- Opening Delimiter -

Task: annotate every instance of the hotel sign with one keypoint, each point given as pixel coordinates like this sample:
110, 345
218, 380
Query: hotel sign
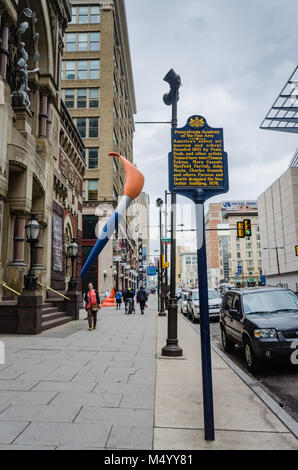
198, 165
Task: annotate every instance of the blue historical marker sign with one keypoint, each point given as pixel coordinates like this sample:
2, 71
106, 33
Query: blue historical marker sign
151, 270
198, 164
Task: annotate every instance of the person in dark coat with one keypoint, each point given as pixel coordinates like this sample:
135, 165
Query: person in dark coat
93, 304
142, 298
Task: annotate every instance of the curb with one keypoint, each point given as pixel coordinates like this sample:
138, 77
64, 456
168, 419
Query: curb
281, 414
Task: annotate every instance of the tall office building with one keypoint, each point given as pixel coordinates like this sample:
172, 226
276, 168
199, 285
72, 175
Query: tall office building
278, 215
99, 92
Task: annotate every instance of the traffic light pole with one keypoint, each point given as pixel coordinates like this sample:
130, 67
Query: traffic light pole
204, 325
172, 348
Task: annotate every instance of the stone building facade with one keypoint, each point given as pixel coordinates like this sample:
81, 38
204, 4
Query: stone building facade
41, 151
99, 93
278, 216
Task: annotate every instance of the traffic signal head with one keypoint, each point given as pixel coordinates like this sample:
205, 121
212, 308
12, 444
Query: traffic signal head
240, 229
247, 227
174, 81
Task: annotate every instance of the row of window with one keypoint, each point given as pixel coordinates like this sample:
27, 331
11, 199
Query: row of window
248, 254
91, 157
82, 42
85, 15
87, 127
90, 190
81, 98
80, 70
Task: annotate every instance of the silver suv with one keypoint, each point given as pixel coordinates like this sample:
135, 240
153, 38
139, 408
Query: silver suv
214, 302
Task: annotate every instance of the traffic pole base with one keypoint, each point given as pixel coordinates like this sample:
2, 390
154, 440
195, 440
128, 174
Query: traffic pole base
172, 349
162, 314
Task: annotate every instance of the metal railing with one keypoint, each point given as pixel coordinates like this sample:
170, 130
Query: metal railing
53, 290
10, 289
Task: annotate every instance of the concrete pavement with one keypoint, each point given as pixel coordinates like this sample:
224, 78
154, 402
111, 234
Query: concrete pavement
69, 388
242, 420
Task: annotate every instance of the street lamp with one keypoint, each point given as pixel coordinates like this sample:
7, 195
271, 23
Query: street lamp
72, 253
172, 347
162, 313
32, 232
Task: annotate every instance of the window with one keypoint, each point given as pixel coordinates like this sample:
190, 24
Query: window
82, 98
81, 125
93, 127
93, 98
94, 42
70, 42
83, 15
73, 15
92, 190
70, 70
94, 69
70, 98
94, 15
83, 42
82, 70
89, 227
93, 158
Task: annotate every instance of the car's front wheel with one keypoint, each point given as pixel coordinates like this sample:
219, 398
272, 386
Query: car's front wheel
226, 342
251, 361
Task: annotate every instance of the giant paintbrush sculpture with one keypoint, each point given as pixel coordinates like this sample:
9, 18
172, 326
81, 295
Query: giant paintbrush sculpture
133, 187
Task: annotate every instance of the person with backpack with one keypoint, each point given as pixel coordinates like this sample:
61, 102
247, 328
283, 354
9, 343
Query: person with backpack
93, 304
142, 298
118, 300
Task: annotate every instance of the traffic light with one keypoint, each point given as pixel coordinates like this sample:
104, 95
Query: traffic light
174, 80
240, 229
247, 227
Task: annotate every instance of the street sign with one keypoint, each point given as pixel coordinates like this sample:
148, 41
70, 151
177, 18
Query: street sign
198, 169
151, 270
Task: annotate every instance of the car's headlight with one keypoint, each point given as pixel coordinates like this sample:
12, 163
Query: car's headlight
265, 333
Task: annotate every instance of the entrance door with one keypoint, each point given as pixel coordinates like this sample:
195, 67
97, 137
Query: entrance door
92, 275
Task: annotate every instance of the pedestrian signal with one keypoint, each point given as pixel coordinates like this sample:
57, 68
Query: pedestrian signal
247, 227
240, 229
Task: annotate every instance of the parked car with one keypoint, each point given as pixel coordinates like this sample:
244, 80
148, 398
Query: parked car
183, 304
214, 303
263, 321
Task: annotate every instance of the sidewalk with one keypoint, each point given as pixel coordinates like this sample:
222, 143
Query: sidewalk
69, 388
242, 420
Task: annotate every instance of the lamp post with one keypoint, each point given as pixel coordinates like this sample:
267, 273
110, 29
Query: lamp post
32, 232
162, 313
172, 348
72, 253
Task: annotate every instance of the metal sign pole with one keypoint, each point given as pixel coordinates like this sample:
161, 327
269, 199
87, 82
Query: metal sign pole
205, 325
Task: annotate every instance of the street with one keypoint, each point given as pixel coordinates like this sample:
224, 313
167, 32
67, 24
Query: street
279, 380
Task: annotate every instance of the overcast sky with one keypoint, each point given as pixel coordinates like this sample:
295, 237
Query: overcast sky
234, 58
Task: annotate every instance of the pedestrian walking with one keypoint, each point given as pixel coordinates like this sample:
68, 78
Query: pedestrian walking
142, 298
128, 298
93, 304
118, 300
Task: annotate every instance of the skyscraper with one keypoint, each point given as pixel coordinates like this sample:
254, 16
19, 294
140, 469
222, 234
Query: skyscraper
98, 89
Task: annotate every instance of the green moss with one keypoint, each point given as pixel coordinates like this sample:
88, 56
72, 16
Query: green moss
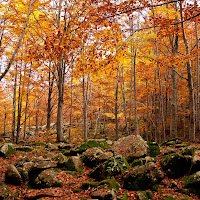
35, 143
141, 182
82, 148
125, 197
150, 194
189, 151
154, 149
70, 165
87, 185
26, 149
169, 152
172, 142
71, 184
141, 195
92, 143
76, 190
138, 162
112, 184
10, 151
176, 165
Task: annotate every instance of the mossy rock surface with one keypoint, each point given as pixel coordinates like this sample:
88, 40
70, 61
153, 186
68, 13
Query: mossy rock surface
176, 165
87, 185
45, 179
116, 165
141, 195
143, 177
112, 184
5, 193
172, 142
154, 149
193, 183
7, 149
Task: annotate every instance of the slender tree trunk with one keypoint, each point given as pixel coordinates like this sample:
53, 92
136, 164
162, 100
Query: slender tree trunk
18, 44
49, 106
190, 82
71, 105
14, 106
19, 106
26, 107
135, 95
197, 76
123, 90
116, 107
60, 86
5, 121
85, 129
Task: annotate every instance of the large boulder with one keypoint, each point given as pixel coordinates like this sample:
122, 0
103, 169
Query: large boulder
143, 177
176, 165
94, 156
74, 164
195, 162
5, 193
13, 176
193, 183
131, 146
7, 149
45, 179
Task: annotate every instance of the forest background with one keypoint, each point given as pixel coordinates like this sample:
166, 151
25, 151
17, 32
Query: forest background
99, 68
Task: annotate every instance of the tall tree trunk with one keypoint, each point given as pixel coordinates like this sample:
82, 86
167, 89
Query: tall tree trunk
49, 106
26, 107
190, 82
14, 106
5, 120
197, 76
123, 90
71, 105
60, 85
85, 120
135, 95
116, 107
19, 106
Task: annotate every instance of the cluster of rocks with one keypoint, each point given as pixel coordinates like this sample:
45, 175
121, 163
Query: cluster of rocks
131, 157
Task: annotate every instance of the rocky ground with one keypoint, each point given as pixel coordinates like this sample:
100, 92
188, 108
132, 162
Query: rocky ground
130, 168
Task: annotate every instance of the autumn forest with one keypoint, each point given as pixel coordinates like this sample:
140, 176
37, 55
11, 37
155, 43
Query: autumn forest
99, 68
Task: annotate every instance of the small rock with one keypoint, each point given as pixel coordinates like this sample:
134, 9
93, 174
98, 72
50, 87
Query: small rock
13, 176
7, 149
5, 193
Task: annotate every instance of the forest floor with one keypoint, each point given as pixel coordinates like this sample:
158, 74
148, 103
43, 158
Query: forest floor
70, 182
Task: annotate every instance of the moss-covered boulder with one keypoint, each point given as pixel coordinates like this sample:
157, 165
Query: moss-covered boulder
94, 156
154, 149
116, 165
112, 184
193, 183
87, 185
172, 142
195, 162
74, 164
143, 177
24, 148
61, 160
141, 195
13, 176
45, 179
104, 195
132, 145
176, 165
7, 149
5, 193
99, 173
142, 161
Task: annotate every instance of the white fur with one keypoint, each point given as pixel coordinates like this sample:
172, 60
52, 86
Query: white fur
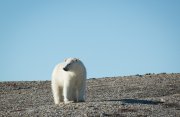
69, 86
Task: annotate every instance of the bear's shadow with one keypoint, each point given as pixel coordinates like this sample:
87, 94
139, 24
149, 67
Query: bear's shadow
137, 101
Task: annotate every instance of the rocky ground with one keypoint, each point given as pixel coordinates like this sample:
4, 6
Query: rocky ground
154, 95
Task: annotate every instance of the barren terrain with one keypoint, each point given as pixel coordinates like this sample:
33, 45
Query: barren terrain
154, 95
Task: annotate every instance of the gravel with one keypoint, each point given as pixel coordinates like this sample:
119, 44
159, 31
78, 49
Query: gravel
128, 96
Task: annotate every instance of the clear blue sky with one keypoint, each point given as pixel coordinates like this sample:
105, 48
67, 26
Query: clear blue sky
111, 37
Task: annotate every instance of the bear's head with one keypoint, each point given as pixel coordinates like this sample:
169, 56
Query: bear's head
73, 64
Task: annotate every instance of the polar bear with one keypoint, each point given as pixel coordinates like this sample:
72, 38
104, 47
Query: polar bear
69, 81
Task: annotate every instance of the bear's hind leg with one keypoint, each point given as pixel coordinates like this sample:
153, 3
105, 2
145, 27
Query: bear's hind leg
57, 94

- Closing Delimiter -

Would you output the lines from the one that contains "Query: gravel" to the end of the data, both ends included, exactly as they appear?

Query: gravel
128, 96
Task: annotate every instance of the clear blue sky with one keypoint, each point given as pixel coordinates like this sample:
105, 48
67, 26
Query: clear blue sky
111, 37
Task: annotate every instance of the bear's head with one keypoint, each point given as pixel coordinates like this sample:
169, 56
Query: bear's head
73, 64
Task: annotate every instance of the polar bear with one keypoint, each point given as pixel coordinates like this sample:
72, 38
104, 47
Query: polar bear
69, 81
Task: annotate every instance of the bear's hind leg with one keypoint, each point given as pixel coordinates like this sample:
153, 3
105, 2
145, 27
Query: bear's hind leg
57, 94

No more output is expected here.